Dataset items
--- Start ---

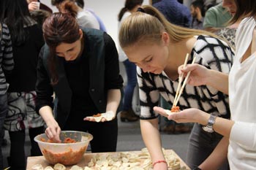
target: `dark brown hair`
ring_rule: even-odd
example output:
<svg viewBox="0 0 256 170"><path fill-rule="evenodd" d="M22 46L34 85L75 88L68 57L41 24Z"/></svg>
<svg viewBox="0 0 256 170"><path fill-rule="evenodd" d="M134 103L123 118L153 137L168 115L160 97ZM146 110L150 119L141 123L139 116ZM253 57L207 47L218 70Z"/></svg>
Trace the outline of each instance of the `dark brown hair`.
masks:
<svg viewBox="0 0 256 170"><path fill-rule="evenodd" d="M52 84L54 85L59 80L56 48L61 43L71 44L79 39L79 26L76 19L69 14L54 13L45 20L42 31L45 41L50 50L48 63Z"/></svg>
<svg viewBox="0 0 256 170"><path fill-rule="evenodd" d="M124 7L121 9L118 14L118 21L120 21L125 12L132 10L137 5L141 5L143 0L126 0Z"/></svg>

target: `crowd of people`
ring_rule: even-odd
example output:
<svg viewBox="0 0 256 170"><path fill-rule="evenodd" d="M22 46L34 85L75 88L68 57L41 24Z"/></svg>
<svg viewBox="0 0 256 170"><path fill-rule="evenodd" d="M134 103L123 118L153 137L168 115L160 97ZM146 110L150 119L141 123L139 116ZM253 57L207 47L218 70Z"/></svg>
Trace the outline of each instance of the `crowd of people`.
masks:
<svg viewBox="0 0 256 170"><path fill-rule="evenodd" d="M165 132L190 132L191 169L255 169L256 1L124 1L117 47L83 0L51 0L53 13L39 0L0 1L0 143L7 131L10 169L26 169L26 131L31 156L42 155L37 135L60 142L62 130L91 134L92 152L116 152L120 117L140 120L153 169L167 170L159 117Z"/></svg>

--- End ---

Direction | Locate each line in the entries above that contains the word "outline", and copy those lines in full.

Reply |
Trace the outline of each instance of the `dark brown hair`.
Trace the outline of each instance of the `crowd of people`.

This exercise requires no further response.